* WORK TO BE COMPLETED: Rewrite the records below with every "marker" switched to "point", leaving all other text as it is.

Raw records:
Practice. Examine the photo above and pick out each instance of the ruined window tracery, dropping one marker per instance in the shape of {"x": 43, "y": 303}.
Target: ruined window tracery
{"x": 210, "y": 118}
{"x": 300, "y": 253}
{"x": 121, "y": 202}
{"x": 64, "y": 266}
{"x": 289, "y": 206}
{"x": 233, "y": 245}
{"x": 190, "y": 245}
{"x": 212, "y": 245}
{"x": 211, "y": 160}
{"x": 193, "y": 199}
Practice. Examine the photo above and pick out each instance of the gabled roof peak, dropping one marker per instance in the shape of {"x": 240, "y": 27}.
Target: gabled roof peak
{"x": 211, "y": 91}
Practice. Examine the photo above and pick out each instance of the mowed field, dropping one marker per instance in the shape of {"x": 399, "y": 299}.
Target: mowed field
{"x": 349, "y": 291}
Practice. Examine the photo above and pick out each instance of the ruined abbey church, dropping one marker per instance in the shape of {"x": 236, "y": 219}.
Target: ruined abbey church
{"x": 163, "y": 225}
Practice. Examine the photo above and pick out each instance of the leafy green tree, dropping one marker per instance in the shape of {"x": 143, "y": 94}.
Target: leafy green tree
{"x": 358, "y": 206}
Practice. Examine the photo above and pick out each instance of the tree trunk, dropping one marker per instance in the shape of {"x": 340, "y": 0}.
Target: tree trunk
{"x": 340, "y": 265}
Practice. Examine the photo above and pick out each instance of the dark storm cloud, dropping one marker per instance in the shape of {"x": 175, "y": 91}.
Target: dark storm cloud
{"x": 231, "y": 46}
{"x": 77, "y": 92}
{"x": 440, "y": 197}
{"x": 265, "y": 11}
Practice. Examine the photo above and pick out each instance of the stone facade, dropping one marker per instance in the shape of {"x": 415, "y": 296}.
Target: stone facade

* RESPONSE FOR THIS EXERCISE:
Practice. Examine the photo above and pick out each instance of the ruined window tracery, dropping one point per instance in the shape of {"x": 43, "y": 303}.
Target: ruined window tracery
{"x": 210, "y": 118}
{"x": 300, "y": 253}
{"x": 121, "y": 202}
{"x": 64, "y": 266}
{"x": 289, "y": 206}
{"x": 233, "y": 245}
{"x": 190, "y": 245}
{"x": 212, "y": 245}
{"x": 211, "y": 160}
{"x": 193, "y": 199}
Practice. Examine the photo above and pick out each instance of the gabled roof peak, dropping one point per instance in the shape of {"x": 240, "y": 27}.
Target: gabled roof peak
{"x": 211, "y": 91}
Practice. Examine the photo above and pick out each instance of the mowed field, dropping one point per instance in the shape of {"x": 399, "y": 299}.
Target: mowed field
{"x": 349, "y": 291}
Practice. Examine the photo above and pick out each instance of the ruined abbey church, dropping one point per instance in the shape of {"x": 236, "y": 219}.
Target: ruined abbey church
{"x": 163, "y": 225}
Practice. Examine the photo above and pick out each instance of the leafy green tree, dropping one point per instance in the shape of {"x": 143, "y": 94}.
Target: leafy green tree
{"x": 358, "y": 206}
Practice. Examine the photo above and pick out each instance of the tree trunk, dropping one point per instance in the shape of {"x": 340, "y": 0}.
Target: tree trunk
{"x": 340, "y": 265}
Practice. Examine the photo above and pick out each instance of the dark storm cloud, dropping one point per instance in the shape of {"x": 175, "y": 91}.
Target: dark storm cloud
{"x": 231, "y": 46}
{"x": 77, "y": 92}
{"x": 440, "y": 197}
{"x": 265, "y": 11}
Practice. Examine the photo above and pick out each instance of the stone facade, dropping one point per instance in the shape of {"x": 415, "y": 296}.
Target: stone facade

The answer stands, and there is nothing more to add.